[Ce qui est demandé]: Expliquez, d'après le passage sur la presse et la démocratie bourgeoise, pourquoi le Nouvel Observateur s'est trouvé privé de la publicité du groupe LVMH.

Ce qu'on sait, c'est que ces grands patrons, qui veulent en avoir pour leur argent, n'hésitent pas à intervenir quand un article de presse ne leur plaît pas. En septembre dernier, pour avoir publié un commentaire ironique sur les mauvaises affaires de Bernard Arnaud dans l'Internet, le Nouvel Observateur s'est ainsi trouvé privé de la publicité du groupe LVMH dans le numéro suivant. Soit une perte sèche de plus d'un million et demi de francs. C'était un avertissement qui n'était pas sans frais.
Que valent, dans ces conditions, la liberté, l'indépendance des journaux et des journalistes, et que vaut la liberté de la presse ?
Mais la bourgeoisie n'a même pas besoin de ces moyens directs de contrôle ou de pression.
Les journaux qui n'appartiennent pas directement à des groupes industriels ou financiers, comme Le Monde, et ceux qui ne dépendent pas de la publicité, comme Le Canard Enchaîné, n'en sont pas pour autant plus neutres, socialement, sans parler d'être révolutionnaires ! Cela ne les empêche pas, eux aussi, comme tous les autres, d'ignorer les sentiments, les opinions, les espoirs, et simplement la vie, de ceux qui, comme l'écrivait Jacques Prévert, " fabriquent dans les caves les stylos avec lesquels d'autres écriront en plein air que tout va pour le mieux " .

 

La dictature des propriétaires des moyens de production


Ce pouvoir fondamental sur la société, qui lui vient de son contrôle de l'économie, qui lui vient de la propriété privée des gigantesques moyens de production modernes, la bourgeoisie ne le partage pas. Dans la plus démocratique des démocraties bourgeoises, la démocratie s'arrête à la porte de l'atelier, du bureau, de l'usine.
La démocratie bourgeoise d'aujourd'hui reste, comme celle que les bourgeois de 1789 voulaient instaurer, une démocratie pour les propriétaires, dominée par les propriétaires. C'est-à-dire que la démocratie s'arrête là où commence la propriété. A l'époque, il s'agissait, essentiellement, de propriété foncière. Aujourd'hui, il s'agit de la propriété d'immenses forces productives, dont dépend la vie de toute la société.

[Lignes de données]:

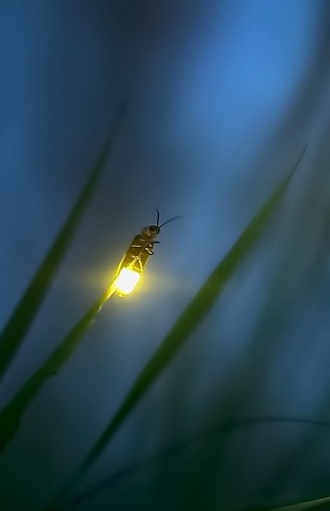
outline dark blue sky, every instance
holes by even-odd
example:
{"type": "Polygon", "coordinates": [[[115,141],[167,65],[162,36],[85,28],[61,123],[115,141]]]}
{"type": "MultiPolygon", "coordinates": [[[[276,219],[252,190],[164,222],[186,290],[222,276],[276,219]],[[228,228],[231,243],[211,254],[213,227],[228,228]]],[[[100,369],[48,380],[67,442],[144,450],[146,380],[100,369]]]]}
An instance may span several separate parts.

* * *

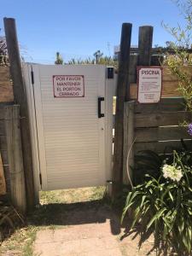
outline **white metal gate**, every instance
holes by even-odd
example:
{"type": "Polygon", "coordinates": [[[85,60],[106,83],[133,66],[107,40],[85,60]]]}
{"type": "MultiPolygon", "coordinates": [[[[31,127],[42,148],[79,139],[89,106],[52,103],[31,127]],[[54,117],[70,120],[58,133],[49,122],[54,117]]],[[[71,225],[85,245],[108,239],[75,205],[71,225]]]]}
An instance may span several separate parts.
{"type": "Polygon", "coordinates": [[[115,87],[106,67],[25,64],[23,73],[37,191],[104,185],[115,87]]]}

* * *

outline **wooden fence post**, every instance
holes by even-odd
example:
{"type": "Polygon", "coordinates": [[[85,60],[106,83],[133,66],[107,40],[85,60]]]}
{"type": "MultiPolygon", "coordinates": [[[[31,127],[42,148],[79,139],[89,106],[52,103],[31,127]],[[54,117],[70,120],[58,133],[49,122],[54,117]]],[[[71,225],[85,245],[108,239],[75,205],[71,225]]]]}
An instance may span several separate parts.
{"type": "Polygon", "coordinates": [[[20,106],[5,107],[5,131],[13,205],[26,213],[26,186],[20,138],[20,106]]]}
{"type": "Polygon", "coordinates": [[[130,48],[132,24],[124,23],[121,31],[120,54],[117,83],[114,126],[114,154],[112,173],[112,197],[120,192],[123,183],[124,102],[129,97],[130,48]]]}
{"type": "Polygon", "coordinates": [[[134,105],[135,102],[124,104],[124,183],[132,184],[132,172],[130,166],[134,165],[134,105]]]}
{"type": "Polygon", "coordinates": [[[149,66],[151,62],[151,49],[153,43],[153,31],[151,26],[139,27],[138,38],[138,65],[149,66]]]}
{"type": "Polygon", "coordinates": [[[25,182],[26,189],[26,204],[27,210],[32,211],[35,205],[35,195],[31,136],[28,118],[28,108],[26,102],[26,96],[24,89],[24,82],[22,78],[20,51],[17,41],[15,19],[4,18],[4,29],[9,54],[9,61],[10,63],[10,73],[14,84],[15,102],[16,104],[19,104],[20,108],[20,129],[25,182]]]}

[Réponse complète]: Le Nouvel Observateur avait publié, en septembre dernier, un commentaire ironique sur les mauvaises affaires de Bernard Arnaud dans l'Internet. En guise d'avertissement, le groupe LVMH lui a retiré sa publicité dans le numéro suivant, ce qui a représenté une perte sèche de plus d'un million et demi de francs.